(Natural-language object grounding data)
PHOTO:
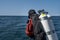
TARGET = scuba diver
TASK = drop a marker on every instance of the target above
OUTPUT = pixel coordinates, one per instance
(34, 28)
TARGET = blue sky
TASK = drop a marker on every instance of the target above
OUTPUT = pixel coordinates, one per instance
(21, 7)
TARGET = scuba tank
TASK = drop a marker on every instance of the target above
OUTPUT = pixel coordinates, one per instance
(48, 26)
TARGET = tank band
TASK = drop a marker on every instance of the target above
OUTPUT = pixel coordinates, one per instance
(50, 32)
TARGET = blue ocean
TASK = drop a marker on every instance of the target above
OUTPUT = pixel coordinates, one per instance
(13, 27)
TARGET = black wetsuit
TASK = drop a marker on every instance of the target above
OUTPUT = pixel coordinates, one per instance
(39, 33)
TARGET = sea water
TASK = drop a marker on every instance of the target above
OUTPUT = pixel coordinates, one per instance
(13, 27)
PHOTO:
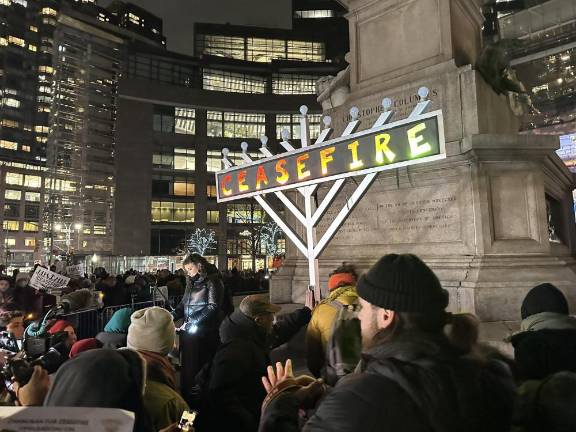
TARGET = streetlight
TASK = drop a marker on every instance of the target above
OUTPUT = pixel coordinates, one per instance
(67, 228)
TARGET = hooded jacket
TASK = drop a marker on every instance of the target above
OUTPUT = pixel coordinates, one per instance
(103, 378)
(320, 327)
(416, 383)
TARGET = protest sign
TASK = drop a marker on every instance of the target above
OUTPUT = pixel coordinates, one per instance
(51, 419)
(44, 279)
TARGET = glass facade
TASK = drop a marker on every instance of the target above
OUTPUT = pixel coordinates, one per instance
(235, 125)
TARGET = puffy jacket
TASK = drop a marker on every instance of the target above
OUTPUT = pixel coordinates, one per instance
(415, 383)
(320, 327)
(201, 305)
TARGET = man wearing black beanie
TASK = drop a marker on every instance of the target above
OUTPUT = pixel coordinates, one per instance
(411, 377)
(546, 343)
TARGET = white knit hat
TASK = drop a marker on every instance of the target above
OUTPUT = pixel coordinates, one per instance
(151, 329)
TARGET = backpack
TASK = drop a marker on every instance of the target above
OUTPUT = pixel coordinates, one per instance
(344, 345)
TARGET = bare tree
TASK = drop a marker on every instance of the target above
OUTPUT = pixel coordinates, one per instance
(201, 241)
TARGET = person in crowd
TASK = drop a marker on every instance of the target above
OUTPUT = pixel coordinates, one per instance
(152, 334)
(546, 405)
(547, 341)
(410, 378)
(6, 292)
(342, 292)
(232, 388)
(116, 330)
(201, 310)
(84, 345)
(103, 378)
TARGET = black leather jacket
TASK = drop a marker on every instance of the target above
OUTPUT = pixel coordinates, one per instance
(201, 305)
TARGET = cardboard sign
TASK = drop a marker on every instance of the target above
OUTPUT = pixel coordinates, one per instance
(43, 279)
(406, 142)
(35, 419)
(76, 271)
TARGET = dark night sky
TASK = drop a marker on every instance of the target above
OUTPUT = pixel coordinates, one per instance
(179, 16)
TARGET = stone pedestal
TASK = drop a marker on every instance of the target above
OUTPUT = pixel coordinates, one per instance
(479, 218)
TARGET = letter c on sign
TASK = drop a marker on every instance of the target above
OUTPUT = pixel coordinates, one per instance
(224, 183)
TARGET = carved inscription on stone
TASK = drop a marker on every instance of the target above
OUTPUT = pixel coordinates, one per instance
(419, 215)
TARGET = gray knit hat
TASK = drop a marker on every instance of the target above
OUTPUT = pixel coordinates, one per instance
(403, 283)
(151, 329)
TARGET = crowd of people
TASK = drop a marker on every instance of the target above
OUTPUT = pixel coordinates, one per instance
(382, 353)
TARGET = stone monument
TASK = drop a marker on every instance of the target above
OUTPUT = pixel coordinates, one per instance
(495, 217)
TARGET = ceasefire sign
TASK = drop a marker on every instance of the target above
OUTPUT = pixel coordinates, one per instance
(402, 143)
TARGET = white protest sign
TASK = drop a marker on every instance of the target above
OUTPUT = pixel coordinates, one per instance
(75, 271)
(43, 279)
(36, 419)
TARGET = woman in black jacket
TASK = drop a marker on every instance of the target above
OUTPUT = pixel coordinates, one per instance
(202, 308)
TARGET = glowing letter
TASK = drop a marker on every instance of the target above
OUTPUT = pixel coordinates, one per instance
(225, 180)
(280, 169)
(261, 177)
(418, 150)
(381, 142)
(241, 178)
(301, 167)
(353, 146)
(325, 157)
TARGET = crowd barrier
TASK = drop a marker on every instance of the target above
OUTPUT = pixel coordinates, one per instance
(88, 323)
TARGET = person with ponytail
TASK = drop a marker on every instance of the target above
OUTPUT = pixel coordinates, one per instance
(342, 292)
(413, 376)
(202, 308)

* What is expected
What is needed is each line from the records with the word "person" in it.

* Answer box
TARGET = person in crowd
TARGET = person with ponytail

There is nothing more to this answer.